Copy out all the entries word for word.

------------------------------------------------------------

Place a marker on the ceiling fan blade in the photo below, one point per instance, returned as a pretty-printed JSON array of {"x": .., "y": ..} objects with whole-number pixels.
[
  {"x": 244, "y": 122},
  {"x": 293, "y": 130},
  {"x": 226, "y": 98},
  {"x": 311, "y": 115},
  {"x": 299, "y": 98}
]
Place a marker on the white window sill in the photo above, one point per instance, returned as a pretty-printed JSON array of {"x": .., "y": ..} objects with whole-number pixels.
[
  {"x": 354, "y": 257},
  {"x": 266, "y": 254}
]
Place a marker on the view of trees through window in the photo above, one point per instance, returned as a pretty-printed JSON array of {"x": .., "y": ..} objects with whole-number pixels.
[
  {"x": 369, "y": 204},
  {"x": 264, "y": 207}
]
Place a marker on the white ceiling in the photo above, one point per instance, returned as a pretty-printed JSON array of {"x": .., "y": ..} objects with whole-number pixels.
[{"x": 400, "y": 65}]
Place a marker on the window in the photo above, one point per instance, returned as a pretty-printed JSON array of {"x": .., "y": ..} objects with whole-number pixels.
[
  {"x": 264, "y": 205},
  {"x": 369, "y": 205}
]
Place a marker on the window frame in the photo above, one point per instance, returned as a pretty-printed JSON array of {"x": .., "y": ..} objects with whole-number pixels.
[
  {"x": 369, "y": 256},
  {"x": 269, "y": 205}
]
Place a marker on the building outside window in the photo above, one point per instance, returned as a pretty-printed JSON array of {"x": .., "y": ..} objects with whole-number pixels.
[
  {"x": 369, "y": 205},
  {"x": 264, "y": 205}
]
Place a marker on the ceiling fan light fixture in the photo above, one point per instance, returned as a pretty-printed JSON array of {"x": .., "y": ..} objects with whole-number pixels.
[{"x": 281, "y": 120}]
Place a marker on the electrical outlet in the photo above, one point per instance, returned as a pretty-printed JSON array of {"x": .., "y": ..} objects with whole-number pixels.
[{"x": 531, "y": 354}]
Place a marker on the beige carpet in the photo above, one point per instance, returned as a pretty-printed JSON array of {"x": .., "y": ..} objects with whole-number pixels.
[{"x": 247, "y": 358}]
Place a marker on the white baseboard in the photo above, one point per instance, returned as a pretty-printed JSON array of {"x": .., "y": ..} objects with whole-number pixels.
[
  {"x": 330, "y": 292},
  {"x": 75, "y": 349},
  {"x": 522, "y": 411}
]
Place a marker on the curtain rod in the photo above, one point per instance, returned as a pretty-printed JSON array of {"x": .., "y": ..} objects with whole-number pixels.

------------------------------------------------------------

_Output for this task_.
Place a marker on the ceiling fan blade in the photo below, one point per instance, returned as a pretty-printed JSON array of {"x": .., "y": ..} objects with whole-number pixels.
[
  {"x": 244, "y": 122},
  {"x": 293, "y": 130},
  {"x": 226, "y": 98},
  {"x": 311, "y": 115},
  {"x": 299, "y": 98}
]
Place a marker on the white window sill in the photo above, one point per instance, returned as a pretty-printed JSON array of {"x": .., "y": ..} objects with whole-number pixels.
[
  {"x": 354, "y": 257},
  {"x": 266, "y": 254}
]
Place a marker on the view of trees through window in the photo above, one point per instance, returned as a pretty-printed JSON array of {"x": .., "y": ..} objects with whole-number pixels.
[
  {"x": 369, "y": 204},
  {"x": 264, "y": 207}
]
Place a marker on the white ceiling in the photo above, one point per instance, returned as a pretty-printed JSON array of {"x": .., "y": ..} objects with whole-number pixels.
[{"x": 400, "y": 65}]
Place a marker on the window in the photo above, one point per instance, returned as a pretty-printed JSON array of {"x": .., "y": ..} objects with whole-number pixels.
[
  {"x": 264, "y": 205},
  {"x": 369, "y": 205}
]
Place a marker on the window frame in the photo above, one point per instance, returned as a pretty-printed JSON array of {"x": .., "y": ..} objects with whole-number pixels.
[
  {"x": 369, "y": 256},
  {"x": 269, "y": 205}
]
Place a marker on the building outside window in the photo above, one point per instance, returned as a pretty-printed JSON array of {"x": .., "y": ..} objects with whole-number pixels.
[
  {"x": 369, "y": 205},
  {"x": 264, "y": 205}
]
Place a marker on the ceiling fan light fixture in the photo above, one point per instance, returned as a pretty-printed JSON array of {"x": .., "y": ..} objects with whole-number pixels.
[{"x": 281, "y": 120}]
Place a marker on the electrical outlet in the photo above, one point per instance, returned as a pretty-printed JSON array of {"x": .., "y": ..} objects with whole-number pixels.
[{"x": 531, "y": 354}]
Place a marker on the beige carpet in the photo above, one point per instance, returned as a pretty-printed JSON array of {"x": .., "y": ..} objects with whole-number pixels.
[{"x": 247, "y": 358}]
Place a marker on the white baseboard in the photo above, one point per instance, returned as a pretty-printed JSON array of {"x": .., "y": ..} objects with whole-number pixels.
[
  {"x": 330, "y": 292},
  {"x": 75, "y": 349},
  {"x": 522, "y": 411}
]
Place a marker on the curtain rod in the photo above, one point per instance, returned as a pretty-printed JSON array of {"x": .., "y": ..} objects with whole-number pixels.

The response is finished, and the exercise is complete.